CONJUNTO DE TAREFAS:
1: Transcreva, do discurso sobre a regulação das comunicações em Portugal, o trecho que começa em "Encontro-me numa situação" e prossegue até "genericamente à ERC.".
2: Dê seguimento ao discurso sobre a regulação das comunicações em Portugal, a partir da última frase apresentada.

Discurso


/ Atualizado em 21.09.2007

Portugal - a experiência portuguesa de uma legislação única para radiodifusão e telecomunicações

Alberto Souto de Miranda
Vice-Presidente da ANACOM

Exmos. Senhores

1. É com enorme prazer que me encontro hoje aqui, em representação da ANACOM, nesta Conferência Nacional Preparatória de Comunicações e integrado no painel sobre o presente e o futuro das políticas de comunicação.

A ANACOM e a ANATEL têm sabido manter relações bilaterais constantes e profícuas, com aprendizagem mútua das respectivas experiências e resultados e cooperação muito activa nos fóruns internacionais. Devemos congratular-nos com isso: a construção comum da História e da língua já o explicariam com naturalidade, mas um futuro como este, sem fronteiras e cada vez mais inesperado, recomendam-no vivamente. Nas tempestades dos tempos é uma vantagem competitiva cerrar as amarras que nos unem.

Os nossos povos sentem-se irmãos, os nossos Estados sentem-se amigos, o futuro ganha-se seguramente melhor entre amigos e irmãos.

E não é apenas retórica diplomática o que estou a aludir. Como é sabido, Portugal tem tido um presença muito significativa no mercado de telecomunicações brasileiro, através da participação do grupo da Portugal Telecom na VIVO e temos sabido unir esforços nas diferentes instâncias internacionais - designadamente na UIT e na CPLP para apoiarmos reciprocamente os nossos interesses.

A partilha das nossas experiências regulatórias, da forma como nacionalmente acompanhamos a alucinante evolução do mercado e da nossa visão sobre os novíssimos horizontes, que ainda apenas se vislumbram e logo se tornam nas urgências do dia a dia, quando não obsoletos, num frenesim inovador que não dá descanso aos reguladores, nem aos paradigmas comunicacionais, representa, pois, uma importante oportunidade de enriquecimento mútuo.

Portugal tem muito para aprender com o Brasil e o Brasil pode avaliar o contributo que lhe podemos dar, na qualidade de parceiro europeu privilegiado e à nossa escala de pequeno laboratório de vivências, às vezes tecnológica e socialmente de excelência.

Cumprimento, pois, o Sr. Ministro das Comunicações, agradecendo-lhe o muito honroso convite e os promotores desta Conferência; e permitam-me que deixe uma saudação muito especial para a ANATEL e para o seu Presidente, o Senhor Embaixador Ronaldo Mota Sardenberg, a quem desejo as maiores felicidades no cargo em que recentemente foi investido. Conte sempre com a nossa colaboração e disponibilidade no aprofundamento das relações de amizade que as nossas instituições têm sabido manter.

2. A dupla regulação sobre os operadores de comunicações

Encontro-me numa situação delicada: devo palestrar sobre um quadro normativo único para radiodifusão e as telecomunicações, quando, na verdade, a realidade é um pouco diferente. Em Portugal temos o ICP-ANACOM, entidade reguladora das telecomunicações, mas também temos, desde há pouco tempo, uma Entidade Reguladora da Comunicação Social - ERC (desde finais de 2005) e uma legislação sobre a televisão que ainda agora foi publicada (Julho de 2007). Situação paradoxal: quando caminhamos para a convergência, Portugal aposta em modelos não unificados de regulação e apresenta uma dupla tutela para a radiodifusão e as telecomunicações. Por um lado, temos a Lei das Comunicações Electrónicas (LCE) e um decreto-lei sobre radiocomunicações, cuja aplicação compete à ANACOM; por outro, existem as Leis da TV e da Rádio, cuja aplicação compete genericamente à ERC.

EXCERTO DOS REGISTOS:
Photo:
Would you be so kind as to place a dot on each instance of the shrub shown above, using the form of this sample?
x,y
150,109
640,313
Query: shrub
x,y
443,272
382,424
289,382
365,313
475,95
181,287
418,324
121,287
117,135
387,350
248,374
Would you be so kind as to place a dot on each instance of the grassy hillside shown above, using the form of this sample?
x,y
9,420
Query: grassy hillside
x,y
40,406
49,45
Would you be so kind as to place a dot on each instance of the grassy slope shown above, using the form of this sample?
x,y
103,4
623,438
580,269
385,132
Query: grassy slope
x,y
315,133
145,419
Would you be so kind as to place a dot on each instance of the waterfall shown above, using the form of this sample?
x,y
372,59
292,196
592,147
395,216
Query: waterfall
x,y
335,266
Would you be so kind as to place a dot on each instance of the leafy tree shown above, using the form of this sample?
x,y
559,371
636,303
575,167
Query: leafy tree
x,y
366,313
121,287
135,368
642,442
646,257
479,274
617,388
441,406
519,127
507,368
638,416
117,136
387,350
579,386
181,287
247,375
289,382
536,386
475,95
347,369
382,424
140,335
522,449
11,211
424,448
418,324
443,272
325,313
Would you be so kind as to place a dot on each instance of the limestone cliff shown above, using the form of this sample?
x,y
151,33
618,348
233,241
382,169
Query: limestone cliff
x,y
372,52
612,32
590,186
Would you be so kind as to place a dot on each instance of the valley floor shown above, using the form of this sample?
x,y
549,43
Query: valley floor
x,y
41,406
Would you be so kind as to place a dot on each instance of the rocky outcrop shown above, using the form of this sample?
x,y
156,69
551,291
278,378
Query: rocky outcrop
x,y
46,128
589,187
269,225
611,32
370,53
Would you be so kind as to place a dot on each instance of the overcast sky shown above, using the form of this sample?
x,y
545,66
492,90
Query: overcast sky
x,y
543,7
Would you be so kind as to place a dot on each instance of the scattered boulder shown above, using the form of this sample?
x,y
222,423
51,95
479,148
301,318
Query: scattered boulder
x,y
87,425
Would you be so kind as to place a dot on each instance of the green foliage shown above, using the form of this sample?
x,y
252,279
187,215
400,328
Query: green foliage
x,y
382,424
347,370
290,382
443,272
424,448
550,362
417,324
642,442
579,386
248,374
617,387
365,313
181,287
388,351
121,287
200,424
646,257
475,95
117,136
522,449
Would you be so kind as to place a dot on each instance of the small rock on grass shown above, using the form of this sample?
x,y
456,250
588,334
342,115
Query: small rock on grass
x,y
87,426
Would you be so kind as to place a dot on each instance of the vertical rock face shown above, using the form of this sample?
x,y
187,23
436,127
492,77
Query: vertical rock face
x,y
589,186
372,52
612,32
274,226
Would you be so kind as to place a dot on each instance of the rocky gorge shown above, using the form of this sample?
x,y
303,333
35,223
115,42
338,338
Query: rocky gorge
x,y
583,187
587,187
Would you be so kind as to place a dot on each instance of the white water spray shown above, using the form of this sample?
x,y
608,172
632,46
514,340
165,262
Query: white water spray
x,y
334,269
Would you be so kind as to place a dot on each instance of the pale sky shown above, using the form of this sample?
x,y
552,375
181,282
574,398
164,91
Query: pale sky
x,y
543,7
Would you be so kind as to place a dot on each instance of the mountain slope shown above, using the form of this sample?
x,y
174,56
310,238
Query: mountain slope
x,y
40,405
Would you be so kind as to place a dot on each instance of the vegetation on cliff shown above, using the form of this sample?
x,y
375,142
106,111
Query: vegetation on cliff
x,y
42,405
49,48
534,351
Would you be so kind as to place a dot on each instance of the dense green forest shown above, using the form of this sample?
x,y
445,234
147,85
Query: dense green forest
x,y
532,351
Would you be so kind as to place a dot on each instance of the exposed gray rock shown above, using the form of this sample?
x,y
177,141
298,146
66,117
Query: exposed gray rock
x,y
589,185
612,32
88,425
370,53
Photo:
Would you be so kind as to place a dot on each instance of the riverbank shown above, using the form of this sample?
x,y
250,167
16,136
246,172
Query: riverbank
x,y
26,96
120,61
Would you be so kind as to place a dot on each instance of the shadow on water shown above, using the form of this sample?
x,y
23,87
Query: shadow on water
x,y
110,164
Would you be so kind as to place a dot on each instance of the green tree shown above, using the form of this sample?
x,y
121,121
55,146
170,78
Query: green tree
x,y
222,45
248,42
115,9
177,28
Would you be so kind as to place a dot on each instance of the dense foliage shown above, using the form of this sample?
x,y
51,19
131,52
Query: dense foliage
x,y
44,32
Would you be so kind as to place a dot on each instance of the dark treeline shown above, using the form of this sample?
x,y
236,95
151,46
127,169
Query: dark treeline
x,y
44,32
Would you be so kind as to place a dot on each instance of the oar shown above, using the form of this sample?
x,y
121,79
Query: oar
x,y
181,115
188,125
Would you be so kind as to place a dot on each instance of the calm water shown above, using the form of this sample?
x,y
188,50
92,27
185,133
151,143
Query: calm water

CONJUNTO DE RESPOSTAS:
1:
Encontro-me numa situação delicada: devo palestrar sobre um quadro normativo único para radiodifusão e as telecomunicações, quando, na verdade, a realidade é um pouco diferente. Em Portugal temos o ICP-ANACOM, entidade reguladora das telecomunicações, mas também temos, desde há pouco tempo, uma Entidade Reguladora da Comunicação Social - ERC (desde finais de 2005) e uma legislação sobre a televisão que ainda agora foi publicada (Julho de 2007). Situação paradoxal: quando caminhamos para a convergência, Portugal aposta em modelos não unificados de regulação e apresenta uma dupla tutela para a radiodifusão e as telecomunicações. Por um lado, temos a Lei das Comunicações Electrónicas (LCE) e um decreto-lei sobre radiocomunicações, cuja aplicação compete à ANACOM; por outro, existem as Leis da TV e da Rádio, cuja aplicação compete genericamente à ERC.

2:
Ou seja, as empresas que tradicionalmente identificamos como sendo da área da comunicação social (agências de notícias, imprensa e publicações periódicas convencionais, operadores de rádio e de televisão), bem como outras não tão evidentes - como sejam os operadores de distribuição por cabo, os operadores móveis ou os responsáveis pelos sítios informativos -, ficam sob jurisdição da ERC. Mas, na medida em que sejam titulares de direitos de utilização de frequências ou de redes de comunicações electrónicas ficam igualmente, nessa parte, sob a jurisdição da ANACOM.

É evidente porém que as duas entidades, a que se deve acrescentar a Autoridade da Concorrência, têm de cooperar entre si, apesar da diversidade dos objectivos regulatórios. A ERC regula a relação dos conteúdos com o público, numa óptica de defesa do livre acesso à produção e consumo, e da protecção dos direitos fundamentais da cidadania. A ANACOM regula a relação dos cidadãos com o acesso às redes, às frequências e à numeração e a promoção da concorrência. Uma, mais o acesso e os efeitos dos conteúdos; outra, mais o acesso e os efeitos da gestão de redes; enfim, a Autoridade da Concorrência, regula as práticas restritivas e o abuso de posição dominante, quer no mercado de conteúdos e da radiodifusão, quer no mercado das telecomunicações não regulados sectorialmente.

É por isso que, apesar de serem substancialmente diferentes os objectivos de regulação das duas entidades, a sua prossecução implica uma cooperação activa entre elas: serve de pouco à ANACOM pugnar pela defesa da concorrência no acesso às plataformas, se nada se fizer para evitar monopólio no mercado de conteúdos e vice-versa: de pouco servirá à ERC defender o pluralismo nos serviços se houver monopólio nas redes de acesso?

3. A regulação unitária das redes e das frequências

Não obstante a dupla regulação em função da matéria, Portugal mantém uma regulação convergente e unitária dos mercados de redes e do espectro. Na verdade, a LCE aplica-se a todos os meios de comunicações electrónicas (frequências do espectro radioeléctrico e infra estruturas e meios físicos), independentemente do fim a que se destinam ou dos serviços que neles se suportam.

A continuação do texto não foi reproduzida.